Write out every entry exactly as it stands.

**AVAILABLE DATA:**
---+---

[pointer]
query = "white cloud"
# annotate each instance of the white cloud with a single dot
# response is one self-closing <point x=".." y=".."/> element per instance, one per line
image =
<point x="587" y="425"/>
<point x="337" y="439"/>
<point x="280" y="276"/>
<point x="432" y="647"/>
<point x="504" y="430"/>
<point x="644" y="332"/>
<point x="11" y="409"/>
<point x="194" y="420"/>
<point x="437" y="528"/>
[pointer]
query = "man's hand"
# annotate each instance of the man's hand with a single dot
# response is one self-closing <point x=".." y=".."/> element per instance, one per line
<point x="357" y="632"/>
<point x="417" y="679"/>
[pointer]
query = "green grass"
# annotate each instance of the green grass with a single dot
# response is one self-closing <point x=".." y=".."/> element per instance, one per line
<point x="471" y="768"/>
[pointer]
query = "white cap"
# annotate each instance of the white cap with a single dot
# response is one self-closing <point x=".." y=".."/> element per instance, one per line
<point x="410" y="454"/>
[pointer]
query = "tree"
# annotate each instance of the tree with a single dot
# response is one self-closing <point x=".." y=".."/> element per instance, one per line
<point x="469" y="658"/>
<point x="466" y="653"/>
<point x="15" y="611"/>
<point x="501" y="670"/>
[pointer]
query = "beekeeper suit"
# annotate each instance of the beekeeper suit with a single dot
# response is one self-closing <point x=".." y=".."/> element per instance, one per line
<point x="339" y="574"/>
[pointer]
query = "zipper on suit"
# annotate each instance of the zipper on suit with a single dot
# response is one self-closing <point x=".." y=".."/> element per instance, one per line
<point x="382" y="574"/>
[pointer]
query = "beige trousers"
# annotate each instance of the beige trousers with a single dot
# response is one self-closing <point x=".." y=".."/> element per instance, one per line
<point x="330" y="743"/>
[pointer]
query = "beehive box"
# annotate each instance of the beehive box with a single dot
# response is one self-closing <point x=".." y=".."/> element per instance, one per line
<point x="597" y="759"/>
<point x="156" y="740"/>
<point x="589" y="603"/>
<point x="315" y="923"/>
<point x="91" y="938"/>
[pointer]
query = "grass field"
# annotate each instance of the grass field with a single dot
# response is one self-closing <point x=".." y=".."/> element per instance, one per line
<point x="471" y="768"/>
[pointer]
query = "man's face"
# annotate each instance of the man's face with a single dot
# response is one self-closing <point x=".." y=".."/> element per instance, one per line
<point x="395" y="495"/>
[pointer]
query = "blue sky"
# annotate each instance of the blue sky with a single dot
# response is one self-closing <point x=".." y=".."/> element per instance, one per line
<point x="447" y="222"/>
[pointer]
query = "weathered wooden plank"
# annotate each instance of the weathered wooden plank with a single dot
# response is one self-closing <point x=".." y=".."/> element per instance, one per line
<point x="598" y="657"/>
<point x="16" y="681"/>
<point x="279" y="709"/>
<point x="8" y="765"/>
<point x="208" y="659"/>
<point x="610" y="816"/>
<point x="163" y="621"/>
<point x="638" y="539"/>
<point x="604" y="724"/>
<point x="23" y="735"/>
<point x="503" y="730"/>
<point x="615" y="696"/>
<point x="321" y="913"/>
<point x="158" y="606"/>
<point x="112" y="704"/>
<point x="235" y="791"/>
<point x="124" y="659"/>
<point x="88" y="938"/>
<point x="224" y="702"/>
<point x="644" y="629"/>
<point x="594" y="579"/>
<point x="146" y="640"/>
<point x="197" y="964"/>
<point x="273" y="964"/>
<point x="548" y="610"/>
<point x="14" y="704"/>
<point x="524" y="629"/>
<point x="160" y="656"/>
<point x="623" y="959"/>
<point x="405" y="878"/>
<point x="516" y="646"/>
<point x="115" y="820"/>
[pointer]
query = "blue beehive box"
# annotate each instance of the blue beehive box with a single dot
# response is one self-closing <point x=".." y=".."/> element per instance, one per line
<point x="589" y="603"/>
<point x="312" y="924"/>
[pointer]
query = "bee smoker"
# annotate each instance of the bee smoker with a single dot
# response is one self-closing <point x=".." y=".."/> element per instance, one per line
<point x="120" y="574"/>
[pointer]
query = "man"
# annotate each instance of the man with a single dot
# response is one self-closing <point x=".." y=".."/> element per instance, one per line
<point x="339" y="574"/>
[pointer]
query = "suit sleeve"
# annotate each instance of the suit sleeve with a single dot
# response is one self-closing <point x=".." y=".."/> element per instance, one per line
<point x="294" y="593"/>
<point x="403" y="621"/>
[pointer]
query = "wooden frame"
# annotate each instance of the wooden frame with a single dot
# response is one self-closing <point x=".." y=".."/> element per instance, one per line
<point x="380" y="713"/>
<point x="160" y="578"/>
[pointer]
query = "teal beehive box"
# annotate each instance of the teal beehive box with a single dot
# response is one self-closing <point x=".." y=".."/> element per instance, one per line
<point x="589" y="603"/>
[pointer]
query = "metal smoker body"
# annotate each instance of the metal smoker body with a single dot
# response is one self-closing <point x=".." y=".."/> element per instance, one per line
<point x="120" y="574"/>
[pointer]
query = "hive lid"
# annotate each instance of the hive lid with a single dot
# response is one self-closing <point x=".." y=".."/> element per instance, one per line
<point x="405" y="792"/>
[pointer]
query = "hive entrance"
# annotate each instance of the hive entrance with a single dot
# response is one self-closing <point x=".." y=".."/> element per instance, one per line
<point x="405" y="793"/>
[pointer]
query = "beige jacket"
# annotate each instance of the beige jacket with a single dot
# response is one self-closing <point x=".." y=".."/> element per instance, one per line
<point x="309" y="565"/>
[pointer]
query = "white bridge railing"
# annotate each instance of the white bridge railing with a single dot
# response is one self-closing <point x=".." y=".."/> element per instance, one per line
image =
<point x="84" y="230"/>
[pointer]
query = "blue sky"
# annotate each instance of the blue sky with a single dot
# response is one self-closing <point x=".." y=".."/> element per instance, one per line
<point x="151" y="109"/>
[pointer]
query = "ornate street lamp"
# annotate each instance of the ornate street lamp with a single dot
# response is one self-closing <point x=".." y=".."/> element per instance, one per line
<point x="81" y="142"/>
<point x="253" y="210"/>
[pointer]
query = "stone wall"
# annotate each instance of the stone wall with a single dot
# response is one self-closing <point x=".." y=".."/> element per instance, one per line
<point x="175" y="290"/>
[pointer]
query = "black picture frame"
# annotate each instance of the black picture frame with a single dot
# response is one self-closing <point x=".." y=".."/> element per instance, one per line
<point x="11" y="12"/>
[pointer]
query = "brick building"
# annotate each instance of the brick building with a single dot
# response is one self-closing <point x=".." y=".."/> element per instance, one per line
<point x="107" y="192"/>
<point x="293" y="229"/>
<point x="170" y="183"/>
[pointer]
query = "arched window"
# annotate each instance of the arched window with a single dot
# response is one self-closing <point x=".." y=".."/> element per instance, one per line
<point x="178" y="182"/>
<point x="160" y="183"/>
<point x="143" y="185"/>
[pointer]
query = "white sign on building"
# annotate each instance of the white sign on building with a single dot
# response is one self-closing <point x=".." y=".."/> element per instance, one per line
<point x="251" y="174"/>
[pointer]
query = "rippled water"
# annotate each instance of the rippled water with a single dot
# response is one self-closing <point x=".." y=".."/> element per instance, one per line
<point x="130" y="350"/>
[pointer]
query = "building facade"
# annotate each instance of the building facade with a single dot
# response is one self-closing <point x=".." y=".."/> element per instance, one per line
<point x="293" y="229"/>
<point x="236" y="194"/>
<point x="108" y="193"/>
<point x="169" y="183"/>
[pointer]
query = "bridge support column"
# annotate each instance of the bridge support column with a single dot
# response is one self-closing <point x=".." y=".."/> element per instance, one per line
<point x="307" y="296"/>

---+---

**RESULT OF THE EXERCISE:**
[pointer]
query = "white cloud"
# annotate each instance of the white cloud with a single dot
# response is one self-closing <point x=".." y=".."/> element per instance, one per line
image =
<point x="587" y="425"/>
<point x="337" y="439"/>
<point x="280" y="276"/>
<point x="432" y="647"/>
<point x="504" y="430"/>
<point x="644" y="332"/>
<point x="11" y="409"/>
<point x="194" y="420"/>
<point x="437" y="528"/>
[pointer]
query = "man's hand"
# annotate each instance of the man's hand with a single dot
# response is one self-closing <point x=".." y=".."/> element per instance, one per line
<point x="357" y="632"/>
<point x="417" y="679"/>
[pointer]
query = "green grass"
# annotate each instance of the green grass with a single dot
# response is one self-closing <point x=".." y=".."/> element per instance, one per line
<point x="471" y="768"/>
[pointer]
query = "white cap"
# annotate each instance of the white cap with a single dot
# response is one self-closing <point x=".." y=".."/> element per instance, one per line
<point x="410" y="454"/>
[pointer]
query = "tree"
# annotate each instance of the tree with a single dot
# response is one self-closing <point x=".." y=".."/> element per instance, one per line
<point x="469" y="658"/>
<point x="466" y="653"/>
<point x="15" y="611"/>
<point x="501" y="670"/>
[pointer]
query = "beekeeper suit"
# annotate each instance of the beekeeper suit with a single dot
# response is one self-closing <point x=".." y=".."/> element per instance, one per line
<point x="339" y="574"/>
[pointer]
query = "zipper on suit"
# annotate each instance of the zipper on suit with a single dot
# response is one self-closing <point x=".." y=".."/> element per instance, one per line
<point x="382" y="574"/>
[pointer]
query = "beige trousers"
# annotate each instance of the beige trousers with a single dot
# response is one self-closing <point x=".." y=".."/> element per instance, one per line
<point x="330" y="743"/>
[pointer]
query = "beehive box"
# annotate each instance of the beehive box with a single dot
# response is one self-closing <point x=".." y=".."/> element per instance, one per line
<point x="597" y="759"/>
<point x="156" y="740"/>
<point x="589" y="603"/>
<point x="315" y="923"/>
<point x="91" y="938"/>
[pointer]
query = "grass field"
# annotate each instance of the grass field with a single dot
# response is one self-closing <point x=".." y=".."/> element per instance, one per line
<point x="471" y="768"/>
[pointer]
query = "man's face"
# annotate each instance of the man's face with a single dot
# response is one self-closing <point x=".." y=".."/> element per instance, one per line
<point x="395" y="495"/>
[pointer]
query = "blue sky"
# annotate each instance of the blue sky with a single dot
# response is one self-closing <point x=".." y=".."/> element per instance, one per line
<point x="447" y="222"/>
[pointer]
query = "weathered wooden plank"
# annotate each instance of the weathered wooden plank with a single dot
# response is one self-closing <point x=".." y=".."/> element per instance, one per line
<point x="598" y="657"/>
<point x="16" y="681"/>
<point x="279" y="709"/>
<point x="8" y="765"/>
<point x="208" y="659"/>
<point x="610" y="816"/>
<point x="163" y="621"/>
<point x="638" y="539"/>
<point x="604" y="724"/>
<point x="23" y="735"/>
<point x="503" y="730"/>
<point x="615" y="696"/>
<point x="321" y="913"/>
<point x="158" y="606"/>
<point x="112" y="704"/>
<point x="235" y="791"/>
<point x="124" y="659"/>
<point x="88" y="938"/>
<point x="224" y="702"/>
<point x="644" y="629"/>
<point x="594" y="579"/>
<point x="146" y="640"/>
<point x="197" y="964"/>
<point x="273" y="964"/>
<point x="548" y="610"/>
<point x="14" y="704"/>
<point x="524" y="629"/>
<point x="160" y="656"/>
<point x="623" y="959"/>
<point x="405" y="878"/>
<point x="516" y="646"/>
<point x="115" y="820"/>
[pointer]
query = "blue beehive box"
# annotate each instance of the blue beehive box with a single dot
# response is one self-closing <point x=".." y=".."/> element per instance, one per line
<point x="589" y="603"/>
<point x="312" y="924"/>
[pointer]
query = "bee smoker"
# annotate each instance of the bee smoker with a single dot
# response is one self-closing <point x=".." y=".."/> element per instance, one per line
<point x="120" y="574"/>
[pointer]
query = "man"
# annotate each instance of the man with a single dot
# response is one self-closing <point x=".." y=".."/> element per instance, one per line
<point x="339" y="574"/>
[pointer]
query = "suit sleeve"
# annotate each instance of the suit sleeve with a single dot
# response is one self-closing <point x=".." y=".."/> element per instance, one per line
<point x="294" y="593"/>
<point x="403" y="621"/>
[pointer]
query = "wooden frame"
# annotate each instance of the wooden frame with a single dot
# response is one self-closing <point x=".." y=".."/> element per instance, one per line
<point x="380" y="713"/>
<point x="160" y="578"/>
[pointer]
query = "teal beehive box"
# annotate each instance of the teal beehive box with a single dot
# response is one self-closing <point x=".." y=".."/> element per instance, one per line
<point x="589" y="603"/>
[pointer]
query = "metal smoker body"
# annotate each instance of the metal smoker body with a single dot
# response is one self-closing <point x=".." y=".."/> element per instance, one per line
<point x="120" y="574"/>
[pointer]
query = "hive lid"
# annotate each instance of the hive lid with a single dot
# response is one self-closing <point x=".." y=".."/> element per instance, one per line
<point x="405" y="792"/>
[pointer]
query = "hive entrance"
# annotate each instance of the hive entrance with a single dot
# response is one self-closing <point x=".." y=".."/> element per instance, one per line
<point x="405" y="793"/>
[pointer]
query = "beige jacket"
# annotate each instance of the beige jacket with a single dot
# response is one self-closing <point x=".." y=".."/> element per instance, one per line
<point x="309" y="565"/>
[pointer]
query = "white bridge railing"
# annotate each instance of the white bridge railing with a single dot
# response is one self-closing <point x=".." y=".."/> element per instance, one per line
image =
<point x="84" y="230"/>
[pointer]
query = "blue sky"
# annotate each instance of the blue sky with a single dot
# response is one self-closing <point x=".." y=".."/> element per instance, one per line
<point x="151" y="109"/>
[pointer]
query = "ornate street lamp"
# annotate each instance of the ornate street lamp with a single dot
# response is one self-closing <point x=".." y=".."/> element per instance, one per line
<point x="81" y="142"/>
<point x="253" y="210"/>
[pointer]
query = "stone wall"
# annotate each instance of the stone wall with a single dot
# response is one self-closing <point x=".." y=".."/> element per instance, one per line
<point x="175" y="290"/>
[pointer]
query = "black picture frame"
# annotate each instance of the black picture frame with a single dot
# response is one self-closing <point x=".." y=".."/> element per instance, one per line
<point x="11" y="12"/>
[pointer]
query = "brick building"
# annotate each instance of the brick building with a single dot
# response is one self-closing <point x=".." y=".."/> element per instance, one per line
<point x="107" y="192"/>
<point x="293" y="229"/>
<point x="170" y="183"/>
[pointer]
query = "arched window"
# annotate each instance of the arched window with a single dot
# response is one self-closing <point x=".." y=".."/> element per instance, one per line
<point x="178" y="182"/>
<point x="160" y="183"/>
<point x="143" y="185"/>
[pointer]
query = "white sign on building"
# annotate each instance of the white sign on building with a single dot
# response is one self-closing <point x=".." y=".."/> element per instance, one per line
<point x="251" y="174"/>
[pointer]
query = "rippled water"
# annotate each instance of the rippled water with a single dot
# response is one self-closing <point x=".." y=".."/> element per instance, one per line
<point x="130" y="350"/>
[pointer]
query = "building facade"
# annotate each instance of the building facade with a single dot
# response is one self-closing <point x=".." y=".."/> element per instance, one per line
<point x="293" y="229"/>
<point x="236" y="194"/>
<point x="108" y="193"/>
<point x="169" y="183"/>
[pointer]
query = "bridge support column"
# annotate each instance of the bridge support column with a single dot
# response is one self-closing <point x=".." y=".."/> element per instance, one per line
<point x="307" y="296"/>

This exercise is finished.